[Opening Entries supplied section]

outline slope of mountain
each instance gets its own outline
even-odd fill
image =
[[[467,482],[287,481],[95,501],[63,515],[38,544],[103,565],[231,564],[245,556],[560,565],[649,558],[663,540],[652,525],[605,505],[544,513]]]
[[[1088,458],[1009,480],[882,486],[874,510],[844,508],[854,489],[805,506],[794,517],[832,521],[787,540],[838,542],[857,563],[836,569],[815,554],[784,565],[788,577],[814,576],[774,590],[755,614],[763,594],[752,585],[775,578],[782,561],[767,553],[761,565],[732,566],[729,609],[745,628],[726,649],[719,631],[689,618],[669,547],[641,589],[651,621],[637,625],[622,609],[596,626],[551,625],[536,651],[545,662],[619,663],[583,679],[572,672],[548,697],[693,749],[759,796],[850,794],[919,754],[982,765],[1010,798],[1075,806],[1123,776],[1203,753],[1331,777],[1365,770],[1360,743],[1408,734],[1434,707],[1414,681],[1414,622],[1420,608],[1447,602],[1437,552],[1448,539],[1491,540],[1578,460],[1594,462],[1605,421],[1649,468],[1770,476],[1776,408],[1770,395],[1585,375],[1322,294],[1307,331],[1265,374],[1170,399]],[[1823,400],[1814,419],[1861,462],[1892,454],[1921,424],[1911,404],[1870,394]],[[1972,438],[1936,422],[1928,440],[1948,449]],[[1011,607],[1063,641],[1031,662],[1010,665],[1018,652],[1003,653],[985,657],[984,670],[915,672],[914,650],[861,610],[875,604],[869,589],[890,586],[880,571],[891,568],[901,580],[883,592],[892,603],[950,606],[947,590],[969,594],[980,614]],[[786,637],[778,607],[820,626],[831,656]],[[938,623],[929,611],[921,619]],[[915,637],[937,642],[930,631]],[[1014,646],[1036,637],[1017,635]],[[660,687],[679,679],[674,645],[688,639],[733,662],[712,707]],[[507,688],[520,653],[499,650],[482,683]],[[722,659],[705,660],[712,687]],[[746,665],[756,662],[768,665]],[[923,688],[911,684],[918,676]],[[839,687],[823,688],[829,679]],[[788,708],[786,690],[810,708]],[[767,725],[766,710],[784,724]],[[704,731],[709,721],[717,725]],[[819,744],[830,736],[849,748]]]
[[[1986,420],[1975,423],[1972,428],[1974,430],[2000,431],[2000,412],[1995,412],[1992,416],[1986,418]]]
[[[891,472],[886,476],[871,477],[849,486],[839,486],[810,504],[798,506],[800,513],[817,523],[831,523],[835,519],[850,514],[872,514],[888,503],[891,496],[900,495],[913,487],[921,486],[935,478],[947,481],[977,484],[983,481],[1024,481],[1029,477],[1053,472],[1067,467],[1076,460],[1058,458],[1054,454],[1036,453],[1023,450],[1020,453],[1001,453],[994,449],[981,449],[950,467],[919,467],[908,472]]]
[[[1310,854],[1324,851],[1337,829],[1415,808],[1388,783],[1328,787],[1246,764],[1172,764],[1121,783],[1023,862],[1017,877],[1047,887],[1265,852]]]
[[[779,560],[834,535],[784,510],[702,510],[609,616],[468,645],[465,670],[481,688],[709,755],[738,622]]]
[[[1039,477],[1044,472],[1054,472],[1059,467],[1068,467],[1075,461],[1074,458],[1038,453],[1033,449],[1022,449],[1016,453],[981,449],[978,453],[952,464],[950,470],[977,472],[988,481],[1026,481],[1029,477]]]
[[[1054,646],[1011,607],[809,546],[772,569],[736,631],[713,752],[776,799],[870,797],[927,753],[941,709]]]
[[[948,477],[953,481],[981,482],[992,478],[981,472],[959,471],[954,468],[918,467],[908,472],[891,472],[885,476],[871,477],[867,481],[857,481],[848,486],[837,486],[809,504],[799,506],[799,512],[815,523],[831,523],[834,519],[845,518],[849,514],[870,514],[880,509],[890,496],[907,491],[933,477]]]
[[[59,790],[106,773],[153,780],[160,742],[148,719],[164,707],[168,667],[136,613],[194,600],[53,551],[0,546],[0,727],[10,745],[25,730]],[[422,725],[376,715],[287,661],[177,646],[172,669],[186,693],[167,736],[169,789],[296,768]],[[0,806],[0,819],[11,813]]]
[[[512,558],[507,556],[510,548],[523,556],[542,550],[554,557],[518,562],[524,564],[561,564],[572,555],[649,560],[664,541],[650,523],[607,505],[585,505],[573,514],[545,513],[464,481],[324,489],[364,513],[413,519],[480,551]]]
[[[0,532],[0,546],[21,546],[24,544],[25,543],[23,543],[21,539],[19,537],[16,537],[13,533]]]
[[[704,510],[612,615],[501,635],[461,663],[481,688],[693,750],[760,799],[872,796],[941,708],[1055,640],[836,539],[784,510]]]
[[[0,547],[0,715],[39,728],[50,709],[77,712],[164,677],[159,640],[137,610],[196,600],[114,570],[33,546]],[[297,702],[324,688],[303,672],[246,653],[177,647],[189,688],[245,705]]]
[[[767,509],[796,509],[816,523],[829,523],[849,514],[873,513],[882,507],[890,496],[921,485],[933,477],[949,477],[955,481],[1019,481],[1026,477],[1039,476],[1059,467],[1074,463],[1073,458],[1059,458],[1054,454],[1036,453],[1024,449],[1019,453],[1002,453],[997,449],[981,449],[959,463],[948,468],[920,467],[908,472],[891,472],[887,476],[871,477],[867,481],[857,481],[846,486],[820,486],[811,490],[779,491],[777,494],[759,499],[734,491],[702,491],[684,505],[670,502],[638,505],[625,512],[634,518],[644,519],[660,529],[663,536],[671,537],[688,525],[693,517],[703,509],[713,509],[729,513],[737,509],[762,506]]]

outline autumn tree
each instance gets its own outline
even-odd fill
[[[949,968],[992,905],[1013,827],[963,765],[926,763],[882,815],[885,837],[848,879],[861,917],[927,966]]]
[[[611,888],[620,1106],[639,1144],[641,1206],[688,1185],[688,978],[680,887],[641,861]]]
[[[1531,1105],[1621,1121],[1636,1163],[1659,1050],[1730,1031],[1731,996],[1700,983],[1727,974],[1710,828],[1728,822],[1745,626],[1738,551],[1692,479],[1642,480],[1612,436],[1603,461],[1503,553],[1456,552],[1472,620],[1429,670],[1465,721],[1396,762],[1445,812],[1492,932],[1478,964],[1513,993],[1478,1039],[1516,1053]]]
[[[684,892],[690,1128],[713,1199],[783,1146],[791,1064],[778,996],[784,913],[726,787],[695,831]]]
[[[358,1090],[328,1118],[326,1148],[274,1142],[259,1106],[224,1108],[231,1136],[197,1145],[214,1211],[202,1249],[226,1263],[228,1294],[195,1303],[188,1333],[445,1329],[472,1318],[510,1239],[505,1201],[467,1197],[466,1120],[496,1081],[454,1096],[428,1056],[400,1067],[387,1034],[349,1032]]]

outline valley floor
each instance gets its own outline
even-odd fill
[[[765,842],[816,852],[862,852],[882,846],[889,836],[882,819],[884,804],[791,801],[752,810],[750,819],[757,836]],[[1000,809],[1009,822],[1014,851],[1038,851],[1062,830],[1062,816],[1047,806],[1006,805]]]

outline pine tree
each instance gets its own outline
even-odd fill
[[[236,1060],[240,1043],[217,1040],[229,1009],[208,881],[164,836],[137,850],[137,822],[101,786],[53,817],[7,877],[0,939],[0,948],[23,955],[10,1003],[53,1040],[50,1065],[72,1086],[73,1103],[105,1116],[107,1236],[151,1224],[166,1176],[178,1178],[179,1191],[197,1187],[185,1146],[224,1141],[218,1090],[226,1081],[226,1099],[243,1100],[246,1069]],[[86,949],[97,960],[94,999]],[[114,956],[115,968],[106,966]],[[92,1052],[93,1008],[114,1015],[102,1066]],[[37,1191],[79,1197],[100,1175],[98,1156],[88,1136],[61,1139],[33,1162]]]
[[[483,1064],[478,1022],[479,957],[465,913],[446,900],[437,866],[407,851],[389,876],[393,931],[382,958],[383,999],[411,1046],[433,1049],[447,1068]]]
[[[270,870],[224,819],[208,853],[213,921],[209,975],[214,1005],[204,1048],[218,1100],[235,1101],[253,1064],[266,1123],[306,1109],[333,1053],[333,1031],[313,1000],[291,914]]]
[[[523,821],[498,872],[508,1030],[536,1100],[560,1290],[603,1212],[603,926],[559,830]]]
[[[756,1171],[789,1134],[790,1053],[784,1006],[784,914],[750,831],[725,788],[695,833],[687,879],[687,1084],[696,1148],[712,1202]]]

[Closing Entries supplied section]

This task calls for an exact reproduction of the lines that start at the one containing "outline pine tree" and continue to the end of the entries above.

outline pine tree
each instance gets its own outline
even-odd fill
[[[236,1060],[240,1043],[217,1040],[229,1009],[208,881],[164,836],[137,850],[137,822],[101,786],[53,817],[7,877],[0,939],[0,948],[23,955],[10,1003],[53,1040],[50,1065],[72,1086],[73,1103],[105,1116],[107,1236],[151,1224],[166,1176],[178,1178],[179,1191],[197,1187],[185,1146],[224,1141],[218,1090],[226,1081],[226,1099],[243,1100],[246,1069]],[[86,949],[97,960],[94,999]],[[114,956],[115,968],[106,966]],[[92,1052],[93,1008],[114,1015],[102,1066]],[[37,1191],[79,1197],[100,1175],[98,1156],[88,1136],[61,1139],[33,1162]]]
[[[483,1064],[478,1022],[479,957],[465,913],[446,900],[437,866],[407,851],[389,876],[393,931],[382,958],[383,999],[411,1046],[433,1049],[447,1068]]]
[[[270,870],[224,819],[208,853],[213,921],[209,975],[214,1005],[204,1048],[218,1100],[235,1101],[253,1064],[266,1123],[306,1109],[333,1053],[333,1031],[313,1000],[291,914]]]
[[[523,821],[498,872],[508,1030],[536,1100],[560,1290],[603,1212],[603,926],[559,830]]]
[[[756,1171],[789,1134],[790,1053],[784,1006],[784,914],[750,831],[725,788],[695,833],[687,879],[687,1084],[696,1148],[712,1202]]]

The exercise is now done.